PROBLEM DESCRIPTION
Somewhere below, one line contains "grass in this photo, one point per instance." and a later line contains "Objective — set a marker on each instance of the conifer". Output those two lines and everything between them exactly, and nothing else.

EXERCISE MATERIALS
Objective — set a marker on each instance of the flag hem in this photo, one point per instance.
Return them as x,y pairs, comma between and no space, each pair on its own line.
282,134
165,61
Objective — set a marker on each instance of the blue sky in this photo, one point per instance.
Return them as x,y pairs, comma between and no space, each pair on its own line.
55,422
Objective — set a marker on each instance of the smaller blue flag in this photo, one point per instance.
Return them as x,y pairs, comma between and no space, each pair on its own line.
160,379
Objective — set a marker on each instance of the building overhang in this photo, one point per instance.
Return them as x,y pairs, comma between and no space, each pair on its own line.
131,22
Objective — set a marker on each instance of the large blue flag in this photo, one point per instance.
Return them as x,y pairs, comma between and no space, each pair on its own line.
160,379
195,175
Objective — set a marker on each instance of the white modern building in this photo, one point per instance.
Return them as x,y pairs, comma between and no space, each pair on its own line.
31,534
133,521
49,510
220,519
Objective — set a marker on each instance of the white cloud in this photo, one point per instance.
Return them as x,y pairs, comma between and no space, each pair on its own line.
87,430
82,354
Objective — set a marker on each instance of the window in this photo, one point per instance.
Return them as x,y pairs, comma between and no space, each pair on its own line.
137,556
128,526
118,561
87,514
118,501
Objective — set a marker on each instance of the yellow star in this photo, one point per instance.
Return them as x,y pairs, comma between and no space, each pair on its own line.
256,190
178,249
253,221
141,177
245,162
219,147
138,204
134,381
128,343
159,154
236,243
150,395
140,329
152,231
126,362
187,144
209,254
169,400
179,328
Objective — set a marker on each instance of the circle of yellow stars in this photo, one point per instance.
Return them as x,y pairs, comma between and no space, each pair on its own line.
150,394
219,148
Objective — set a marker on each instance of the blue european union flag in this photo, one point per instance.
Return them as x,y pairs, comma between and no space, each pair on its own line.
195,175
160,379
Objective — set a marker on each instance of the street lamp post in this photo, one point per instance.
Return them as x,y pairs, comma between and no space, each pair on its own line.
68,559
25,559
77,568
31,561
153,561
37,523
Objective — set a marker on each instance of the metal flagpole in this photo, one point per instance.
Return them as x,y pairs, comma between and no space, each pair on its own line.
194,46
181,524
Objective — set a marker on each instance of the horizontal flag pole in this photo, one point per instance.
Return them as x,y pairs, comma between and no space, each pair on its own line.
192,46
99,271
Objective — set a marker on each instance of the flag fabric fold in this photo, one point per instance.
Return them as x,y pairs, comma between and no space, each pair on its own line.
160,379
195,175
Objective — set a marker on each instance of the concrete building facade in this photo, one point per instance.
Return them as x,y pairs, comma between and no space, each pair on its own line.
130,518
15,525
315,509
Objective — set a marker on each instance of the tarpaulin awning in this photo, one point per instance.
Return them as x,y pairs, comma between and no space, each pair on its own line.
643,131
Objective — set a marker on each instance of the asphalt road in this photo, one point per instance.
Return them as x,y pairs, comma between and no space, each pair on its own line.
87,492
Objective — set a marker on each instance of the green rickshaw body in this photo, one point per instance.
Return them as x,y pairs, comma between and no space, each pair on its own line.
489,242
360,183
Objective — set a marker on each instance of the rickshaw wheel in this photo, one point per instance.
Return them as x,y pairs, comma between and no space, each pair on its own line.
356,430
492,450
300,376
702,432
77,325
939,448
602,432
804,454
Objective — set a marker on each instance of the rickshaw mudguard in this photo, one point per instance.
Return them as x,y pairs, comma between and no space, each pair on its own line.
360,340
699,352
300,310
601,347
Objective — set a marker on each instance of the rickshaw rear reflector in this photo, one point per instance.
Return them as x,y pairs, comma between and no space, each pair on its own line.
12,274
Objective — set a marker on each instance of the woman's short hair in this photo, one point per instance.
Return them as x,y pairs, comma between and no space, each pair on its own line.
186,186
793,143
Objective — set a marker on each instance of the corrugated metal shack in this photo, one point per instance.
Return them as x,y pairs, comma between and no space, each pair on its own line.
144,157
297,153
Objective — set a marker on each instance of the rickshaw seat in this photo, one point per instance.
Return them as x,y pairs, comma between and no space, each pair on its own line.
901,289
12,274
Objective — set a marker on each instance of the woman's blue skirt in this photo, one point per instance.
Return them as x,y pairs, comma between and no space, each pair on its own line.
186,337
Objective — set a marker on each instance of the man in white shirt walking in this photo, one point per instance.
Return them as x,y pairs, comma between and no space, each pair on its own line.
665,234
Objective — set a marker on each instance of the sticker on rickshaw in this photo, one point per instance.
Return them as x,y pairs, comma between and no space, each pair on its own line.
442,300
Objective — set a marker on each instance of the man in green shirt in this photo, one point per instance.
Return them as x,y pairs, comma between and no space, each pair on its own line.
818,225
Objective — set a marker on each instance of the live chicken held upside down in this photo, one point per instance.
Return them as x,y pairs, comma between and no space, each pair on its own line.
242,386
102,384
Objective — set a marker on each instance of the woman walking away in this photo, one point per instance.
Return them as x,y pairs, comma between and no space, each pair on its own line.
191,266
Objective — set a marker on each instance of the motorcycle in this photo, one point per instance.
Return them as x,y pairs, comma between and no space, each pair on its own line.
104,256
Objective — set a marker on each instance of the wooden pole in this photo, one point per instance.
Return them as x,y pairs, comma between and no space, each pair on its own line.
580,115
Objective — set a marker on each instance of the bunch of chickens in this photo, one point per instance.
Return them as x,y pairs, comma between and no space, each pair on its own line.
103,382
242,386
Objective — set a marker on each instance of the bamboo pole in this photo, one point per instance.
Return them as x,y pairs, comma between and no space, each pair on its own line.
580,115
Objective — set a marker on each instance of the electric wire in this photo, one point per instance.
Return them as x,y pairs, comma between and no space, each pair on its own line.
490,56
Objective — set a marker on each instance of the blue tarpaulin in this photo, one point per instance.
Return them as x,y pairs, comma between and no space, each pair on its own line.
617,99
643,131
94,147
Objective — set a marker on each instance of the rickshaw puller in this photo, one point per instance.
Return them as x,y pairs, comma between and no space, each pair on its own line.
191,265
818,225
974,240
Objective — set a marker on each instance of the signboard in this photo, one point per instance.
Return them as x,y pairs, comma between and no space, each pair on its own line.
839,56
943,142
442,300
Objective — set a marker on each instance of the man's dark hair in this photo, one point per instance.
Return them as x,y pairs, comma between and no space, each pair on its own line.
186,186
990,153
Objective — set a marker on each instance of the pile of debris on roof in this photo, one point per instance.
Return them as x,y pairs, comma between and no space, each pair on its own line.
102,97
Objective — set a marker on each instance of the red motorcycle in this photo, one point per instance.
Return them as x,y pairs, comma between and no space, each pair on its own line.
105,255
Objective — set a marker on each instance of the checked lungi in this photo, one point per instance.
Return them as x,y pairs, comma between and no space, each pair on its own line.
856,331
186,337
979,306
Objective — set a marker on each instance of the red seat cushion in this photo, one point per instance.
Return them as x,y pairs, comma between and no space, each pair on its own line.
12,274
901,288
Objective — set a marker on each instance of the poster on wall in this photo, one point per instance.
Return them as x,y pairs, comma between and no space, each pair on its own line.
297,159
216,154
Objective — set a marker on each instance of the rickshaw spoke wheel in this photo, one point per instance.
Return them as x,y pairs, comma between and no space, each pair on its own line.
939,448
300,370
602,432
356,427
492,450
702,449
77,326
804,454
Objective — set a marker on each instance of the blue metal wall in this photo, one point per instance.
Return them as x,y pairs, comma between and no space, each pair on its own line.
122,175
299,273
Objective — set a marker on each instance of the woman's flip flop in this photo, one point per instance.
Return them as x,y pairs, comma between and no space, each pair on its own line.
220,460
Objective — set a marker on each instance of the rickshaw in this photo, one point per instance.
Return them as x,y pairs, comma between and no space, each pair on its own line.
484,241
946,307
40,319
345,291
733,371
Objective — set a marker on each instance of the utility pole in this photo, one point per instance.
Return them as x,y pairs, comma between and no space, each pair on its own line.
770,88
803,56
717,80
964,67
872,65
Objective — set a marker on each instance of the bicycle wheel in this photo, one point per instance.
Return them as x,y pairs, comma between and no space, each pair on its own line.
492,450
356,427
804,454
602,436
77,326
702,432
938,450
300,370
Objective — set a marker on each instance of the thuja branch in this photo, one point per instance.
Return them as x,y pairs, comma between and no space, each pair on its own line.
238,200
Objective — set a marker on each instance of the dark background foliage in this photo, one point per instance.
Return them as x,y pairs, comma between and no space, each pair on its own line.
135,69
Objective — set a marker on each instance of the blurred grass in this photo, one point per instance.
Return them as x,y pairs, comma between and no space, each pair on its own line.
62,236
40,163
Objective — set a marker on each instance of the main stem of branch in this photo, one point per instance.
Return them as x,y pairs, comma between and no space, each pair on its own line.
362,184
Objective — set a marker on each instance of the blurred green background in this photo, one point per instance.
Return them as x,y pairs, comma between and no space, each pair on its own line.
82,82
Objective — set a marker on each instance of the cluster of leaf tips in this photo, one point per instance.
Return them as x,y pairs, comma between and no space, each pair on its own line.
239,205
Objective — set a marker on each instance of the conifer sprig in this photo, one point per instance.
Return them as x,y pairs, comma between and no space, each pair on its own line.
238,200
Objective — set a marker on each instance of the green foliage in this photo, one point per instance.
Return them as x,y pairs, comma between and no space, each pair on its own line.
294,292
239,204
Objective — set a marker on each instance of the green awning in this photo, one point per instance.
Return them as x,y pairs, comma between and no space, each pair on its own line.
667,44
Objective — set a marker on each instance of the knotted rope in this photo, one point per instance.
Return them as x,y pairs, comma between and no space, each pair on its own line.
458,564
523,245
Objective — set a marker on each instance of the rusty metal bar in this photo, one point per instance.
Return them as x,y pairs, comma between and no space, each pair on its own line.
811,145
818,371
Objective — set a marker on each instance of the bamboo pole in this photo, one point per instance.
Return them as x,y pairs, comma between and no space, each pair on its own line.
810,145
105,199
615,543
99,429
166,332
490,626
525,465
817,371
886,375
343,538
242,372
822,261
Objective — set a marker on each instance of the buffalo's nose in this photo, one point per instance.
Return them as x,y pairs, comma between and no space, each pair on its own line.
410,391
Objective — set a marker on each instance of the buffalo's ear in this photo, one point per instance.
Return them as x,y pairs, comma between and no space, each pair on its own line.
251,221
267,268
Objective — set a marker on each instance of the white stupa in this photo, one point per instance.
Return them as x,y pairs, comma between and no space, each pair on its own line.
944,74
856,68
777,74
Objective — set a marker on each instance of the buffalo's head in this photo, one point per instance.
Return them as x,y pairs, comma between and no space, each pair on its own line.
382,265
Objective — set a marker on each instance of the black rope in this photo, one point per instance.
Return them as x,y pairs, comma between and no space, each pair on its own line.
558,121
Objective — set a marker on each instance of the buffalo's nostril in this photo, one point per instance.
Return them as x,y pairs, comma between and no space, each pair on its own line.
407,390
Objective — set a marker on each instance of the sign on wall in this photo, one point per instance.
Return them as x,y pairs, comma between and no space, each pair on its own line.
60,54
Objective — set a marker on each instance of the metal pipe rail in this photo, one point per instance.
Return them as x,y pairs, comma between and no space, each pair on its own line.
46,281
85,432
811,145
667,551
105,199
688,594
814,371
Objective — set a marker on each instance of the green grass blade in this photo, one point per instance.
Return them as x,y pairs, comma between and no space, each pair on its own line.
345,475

ANSWER TO THIS TASK
Objective — set a marker on each instance of the blurred grass in this photo, one point per instance.
Return them as x,y pairs, comma between and no space, each pair on its own line.
62,236
40,163
Objective — set a marker on each instance of the main stem of branch in this photo, one point per instance.
Return them as x,y pairs, comma between and no space, each pair on its own line.
362,184
Objective — set a marker on each instance of the blurred green background in this photo, one point per instance.
Return them as x,y pairs, comma between and no space, each pair on its own line.
82,82
Objective — set a marker on each instance of the cluster of leaf tips in this photo, one point per instance.
Return them as x,y pairs, comma between and no space, each pair on its own line.
239,205
Objective — set a marker on each instance of the conifer sprig in this photo, one point per instance.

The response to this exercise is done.